> [Source data]
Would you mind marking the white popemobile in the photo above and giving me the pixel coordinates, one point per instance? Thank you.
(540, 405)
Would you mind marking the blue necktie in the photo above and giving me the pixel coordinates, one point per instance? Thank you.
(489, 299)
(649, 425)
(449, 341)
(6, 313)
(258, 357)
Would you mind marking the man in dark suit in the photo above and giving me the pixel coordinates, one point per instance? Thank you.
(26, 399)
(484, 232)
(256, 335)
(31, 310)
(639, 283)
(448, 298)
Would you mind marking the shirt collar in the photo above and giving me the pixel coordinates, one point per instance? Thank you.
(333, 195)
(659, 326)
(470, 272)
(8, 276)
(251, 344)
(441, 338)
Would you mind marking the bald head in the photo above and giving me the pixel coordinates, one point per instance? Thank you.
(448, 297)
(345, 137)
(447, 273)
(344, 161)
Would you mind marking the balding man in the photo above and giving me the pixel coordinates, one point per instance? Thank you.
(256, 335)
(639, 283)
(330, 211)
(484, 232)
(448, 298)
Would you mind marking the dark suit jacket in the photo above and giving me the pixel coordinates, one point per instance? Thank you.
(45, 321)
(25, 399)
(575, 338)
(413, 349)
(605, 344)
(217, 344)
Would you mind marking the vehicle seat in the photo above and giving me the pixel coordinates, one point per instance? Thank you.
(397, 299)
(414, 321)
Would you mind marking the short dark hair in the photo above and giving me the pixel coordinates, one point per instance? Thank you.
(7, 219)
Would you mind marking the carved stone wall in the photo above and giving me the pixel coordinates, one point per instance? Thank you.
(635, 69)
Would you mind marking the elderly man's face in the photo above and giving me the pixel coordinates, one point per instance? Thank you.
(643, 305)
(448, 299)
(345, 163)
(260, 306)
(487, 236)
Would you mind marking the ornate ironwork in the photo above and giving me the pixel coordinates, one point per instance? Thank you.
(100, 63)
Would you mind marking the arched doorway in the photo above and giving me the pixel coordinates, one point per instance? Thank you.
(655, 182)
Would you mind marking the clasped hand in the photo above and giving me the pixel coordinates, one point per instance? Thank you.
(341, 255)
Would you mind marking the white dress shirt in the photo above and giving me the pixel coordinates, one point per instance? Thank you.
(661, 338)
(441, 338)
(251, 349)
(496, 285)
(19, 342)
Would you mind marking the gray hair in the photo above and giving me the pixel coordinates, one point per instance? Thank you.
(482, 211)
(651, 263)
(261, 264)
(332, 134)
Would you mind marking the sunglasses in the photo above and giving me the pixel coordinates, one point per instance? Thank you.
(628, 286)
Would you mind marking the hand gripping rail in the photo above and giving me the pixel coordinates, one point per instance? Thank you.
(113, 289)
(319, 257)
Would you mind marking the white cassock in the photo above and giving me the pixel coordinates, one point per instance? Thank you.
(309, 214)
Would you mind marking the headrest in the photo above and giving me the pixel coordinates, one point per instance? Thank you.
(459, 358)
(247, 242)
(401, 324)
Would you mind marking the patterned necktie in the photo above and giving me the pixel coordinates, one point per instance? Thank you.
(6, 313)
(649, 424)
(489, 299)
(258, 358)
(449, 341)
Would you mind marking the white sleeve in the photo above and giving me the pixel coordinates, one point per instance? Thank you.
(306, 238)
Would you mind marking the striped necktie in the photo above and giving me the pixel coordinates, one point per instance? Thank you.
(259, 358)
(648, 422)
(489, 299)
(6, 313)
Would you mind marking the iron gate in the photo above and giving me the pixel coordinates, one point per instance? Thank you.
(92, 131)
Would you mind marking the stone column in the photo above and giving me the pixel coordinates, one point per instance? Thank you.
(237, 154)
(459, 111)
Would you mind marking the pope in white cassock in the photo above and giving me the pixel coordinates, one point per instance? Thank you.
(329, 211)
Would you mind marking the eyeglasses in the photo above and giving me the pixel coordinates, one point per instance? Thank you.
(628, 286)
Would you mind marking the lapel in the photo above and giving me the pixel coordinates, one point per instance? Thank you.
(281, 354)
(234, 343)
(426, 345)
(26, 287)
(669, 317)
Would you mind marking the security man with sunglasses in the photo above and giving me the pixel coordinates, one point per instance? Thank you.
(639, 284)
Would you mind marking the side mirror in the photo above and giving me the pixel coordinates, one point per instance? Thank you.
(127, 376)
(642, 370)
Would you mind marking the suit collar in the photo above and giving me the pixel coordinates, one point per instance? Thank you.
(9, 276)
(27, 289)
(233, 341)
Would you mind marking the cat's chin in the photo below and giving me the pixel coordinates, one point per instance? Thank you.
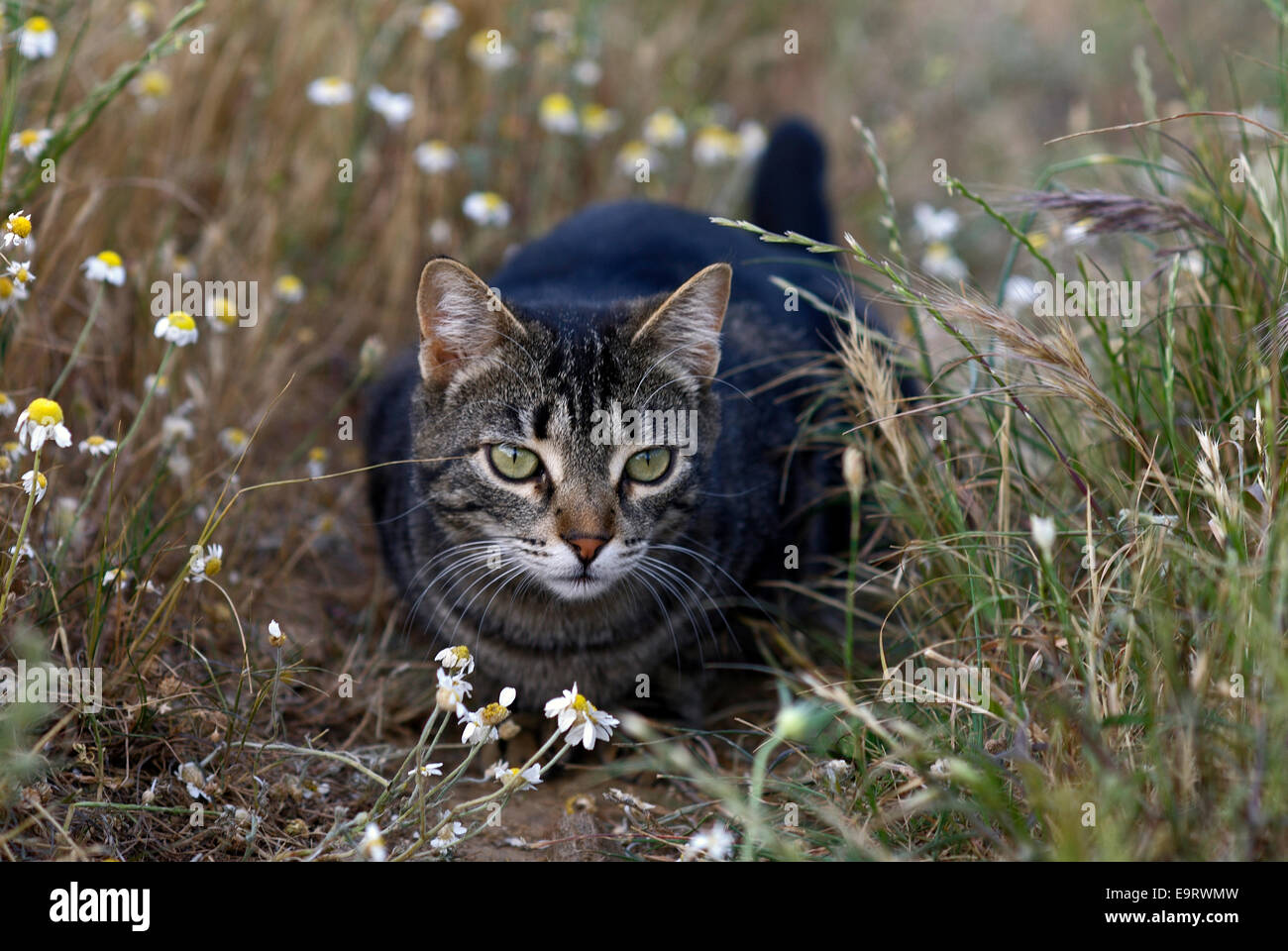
(579, 587)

> [Directions for this task] Set down the data above verbatim, omitting every image.

> [Task answer]
Would you mind marking the white popemobile in the photo above and giving me the pixel coordinates, one point per instance? Thank you.
(540, 405)
Would you mind marking the blue necktie in the photo above and giving me the pixel coordinates, one point per instance? Thank you.
(489, 299)
(649, 425)
(449, 341)
(6, 313)
(258, 357)
Would you mind marking the man in dark suit in the photo above and giving me the pixel coordinates, one point per instance? Thank you.
(26, 399)
(484, 232)
(256, 335)
(31, 310)
(639, 283)
(448, 298)
Would you mind marking the shirt collar in the photo above and giving me the pixel coordinates, one point per instance? Thank you.
(333, 195)
(659, 326)
(470, 272)
(8, 276)
(251, 344)
(441, 338)
Would you mind marking the bald head in the photo above and giving me the pixel coordinates, one point per instance? Thank you.
(448, 297)
(345, 137)
(447, 273)
(344, 161)
Would you mind marking the balding man in the photo above and giving me the pixel coordinates, one point per instance? Thank you.
(256, 335)
(639, 283)
(330, 211)
(484, 232)
(448, 298)
Would you mind marking the dark suit jacket in the photo above and giving me the pixel coordinates, one point per instance? Thank you.
(45, 321)
(25, 399)
(575, 338)
(413, 349)
(605, 344)
(217, 344)
Would you mind marking the vehicle seat in the photo above and giving me the pixel coordinates, one point per instance? Thank you.
(397, 299)
(414, 321)
Would you mind marking the short dark hair in the photo above and giving me the pixel coordinates, one point per instance? Thank you.
(7, 219)
Would you mind marking the carved stone wall in the photo above and giving me the pixel coordinates, one point per instance? Thank you.
(635, 69)
Would you mind marking the elderly man's face in the photo above and giving me the pixel coordinates, one point per instance? Thank you.
(643, 305)
(448, 299)
(345, 163)
(260, 306)
(487, 236)
Would you mind marking the ornate ironwork in the photo above and giving me the pixel coordinates, one point per instance? Thank you.
(100, 63)
Would you mind marking the arched doorway in the photo above and giving me the pixel coordinates, one point per instance? Thank you.
(655, 182)
Would you mind marking the clasped hand in the photo above and giving me the pixel coordinates, one point per instance? Thank you.
(341, 255)
Would you mind marking the white dress shirt in the photo above and giving me the pixel coordinates, one point per instance? Thank you.
(661, 338)
(441, 338)
(251, 349)
(496, 285)
(19, 342)
Would you mind marking the gray hair in the photo above and giving me the pixel coordinates, one point per instance? Thank you.
(482, 211)
(651, 263)
(261, 264)
(332, 134)
Would you mind marking the sunglasses in the photo above and giving me the pixel coordinates, one point per instance? Thank you.
(628, 286)
Would you mind marking the hand gripping rail in the photo above and giving me the pixel coordinates, one point per instance? Thank you.
(113, 289)
(319, 257)
Would you mind marking the white cassock in the photo above and giving me the pixel coordinates, one point per instance? Thank you.
(309, 214)
Would you mind marking the headrest in the photo above and giving me the pixel coordinates, one point per instance? Thank you.
(459, 358)
(247, 242)
(401, 324)
Would you mind marking the patterned necktie in the photo above and giving me the pixel coordinates, one point per instance? Thank you.
(6, 313)
(649, 424)
(489, 299)
(258, 358)
(449, 341)
Would you mind marking the white sleeve in the photo above and giving me the pixel coordinates, one point per instance? Thank you.
(306, 238)
Would you mind marking the striped necktie in the photo above and giving me the pixel coordinates, one point per instance? Thank you.
(259, 358)
(648, 422)
(489, 299)
(6, 313)
Would you mind marking the iron gate in the photo above and giving me the pixel coordinates, one point per instance? Thank you.
(92, 131)
Would you mind marking the stone column in the photo above and giving me the pixel coordinates, one point per instance? Thank you.
(237, 154)
(459, 111)
Would you mind marking the pope in white cassock in the photo above and giving me the pixel coordinates, one point per instance? Thank you.
(329, 211)
Would you mind marking the eyeglasses in the photo above and giving me the pixel coordinates, one point per instance? Thank you.
(628, 286)
Would you mind marking the lapel in the photo above and giving me the pixel coordinates, one point per instance? Thank you.
(281, 354)
(234, 343)
(426, 345)
(26, 287)
(669, 317)
Would you mind marking the security man with sunglasses in the photo above and giving me the pixel coordinates, one point per instance? Thank you.
(639, 284)
Would you mind marking the side mirror in the photo above and giving me the pixel coordinates, one point per instance? Thank you.
(127, 376)
(642, 370)
Would you mind marking the suit collar in the photo above and giving me the pixel coordinates, one point per instance? Thank you.
(9, 276)
(27, 289)
(233, 341)
Would you mind marking the cat's chin in the photo below and giving me the pixel coordinates, one point per instance? Thank you.
(579, 587)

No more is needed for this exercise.